### SELECTED TEXT
---*---

Neutral citation: 2001 FCT 1392

BETWEEN:

                                                         HESHAM KHALED NABUT

                                                                                                                                                     (Applicant)

                                                                                 and

                             THE MINISTER OF CITIZENSHIP AND IMMIGRATION

                                                                                                                                               (Respondent)

                                                            REASONS AND ORDER

                                Delivered orally by teleconference on November 23, 2001

SIMPSON, J.

Introduction

[1]                 In this application for a stay of a deportation order, counsel were asked to begin their submissions with the issue of irreparable harm. I heard their submissions on November 21, 2001 and ordered an interim stay until noon on November 23, 2001 to allow time for reflection and the preparation of these reasons.


Background

[2]                 The applicant has dual citizenship. He is a citizen of both Jordan and the United States of America (the "USA"). During his most recent stay in Jordan, he learned that he had been named in an indictment which had been issued in the USA (the "Indictment"). It includes six counts against him relating to the drugs pseudoephedrine and methamphetamine. These are controlled substances under Canada's Controlled Drugs and Substances Act, S.C. 1996, c. 19.

---*---

### DATASET EXTRACT
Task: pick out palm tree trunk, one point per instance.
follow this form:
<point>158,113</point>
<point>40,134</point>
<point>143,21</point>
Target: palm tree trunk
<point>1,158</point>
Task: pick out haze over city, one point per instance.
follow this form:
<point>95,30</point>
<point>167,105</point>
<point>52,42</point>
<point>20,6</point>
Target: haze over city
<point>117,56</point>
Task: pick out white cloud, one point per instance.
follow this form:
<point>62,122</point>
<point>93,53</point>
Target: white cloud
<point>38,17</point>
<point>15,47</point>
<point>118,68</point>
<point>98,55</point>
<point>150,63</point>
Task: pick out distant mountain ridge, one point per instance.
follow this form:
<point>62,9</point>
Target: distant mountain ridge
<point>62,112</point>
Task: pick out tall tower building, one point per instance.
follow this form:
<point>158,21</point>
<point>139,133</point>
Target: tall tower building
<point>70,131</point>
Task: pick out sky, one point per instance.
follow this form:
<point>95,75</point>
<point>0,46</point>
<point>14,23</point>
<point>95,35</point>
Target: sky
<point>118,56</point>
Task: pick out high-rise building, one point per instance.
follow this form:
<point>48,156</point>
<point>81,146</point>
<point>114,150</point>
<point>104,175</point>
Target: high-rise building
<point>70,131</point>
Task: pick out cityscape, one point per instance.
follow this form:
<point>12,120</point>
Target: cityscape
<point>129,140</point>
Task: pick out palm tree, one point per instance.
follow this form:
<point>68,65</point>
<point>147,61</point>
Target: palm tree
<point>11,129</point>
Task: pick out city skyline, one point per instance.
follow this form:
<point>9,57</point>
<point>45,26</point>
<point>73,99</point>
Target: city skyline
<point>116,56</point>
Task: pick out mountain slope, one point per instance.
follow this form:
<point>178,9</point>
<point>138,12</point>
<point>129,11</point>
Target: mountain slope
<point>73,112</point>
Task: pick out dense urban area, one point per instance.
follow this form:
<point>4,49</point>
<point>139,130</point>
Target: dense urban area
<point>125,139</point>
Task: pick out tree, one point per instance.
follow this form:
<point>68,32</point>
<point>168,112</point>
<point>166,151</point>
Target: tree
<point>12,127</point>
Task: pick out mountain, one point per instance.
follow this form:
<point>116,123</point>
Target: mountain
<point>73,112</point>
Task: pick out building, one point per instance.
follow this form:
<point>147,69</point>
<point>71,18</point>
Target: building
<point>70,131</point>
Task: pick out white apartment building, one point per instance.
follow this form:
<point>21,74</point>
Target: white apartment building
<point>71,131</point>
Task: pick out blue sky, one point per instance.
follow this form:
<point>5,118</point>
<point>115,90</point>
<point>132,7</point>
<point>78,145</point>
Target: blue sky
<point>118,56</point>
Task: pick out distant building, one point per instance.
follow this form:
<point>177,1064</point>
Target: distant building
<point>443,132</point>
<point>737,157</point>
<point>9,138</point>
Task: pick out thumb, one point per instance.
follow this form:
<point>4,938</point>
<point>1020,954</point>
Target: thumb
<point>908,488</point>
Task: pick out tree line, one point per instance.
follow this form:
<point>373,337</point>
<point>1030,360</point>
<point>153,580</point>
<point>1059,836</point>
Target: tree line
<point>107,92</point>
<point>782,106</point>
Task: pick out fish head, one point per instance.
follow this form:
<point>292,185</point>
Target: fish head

---*---

### INSTRUCTIONS FOR THE TASK
According to the court decision, the applicant is a citizen of which two countries? The material has no connection to the court decision.

### RESULT FOR THIS EXERCISE
Jordan and the United States of America.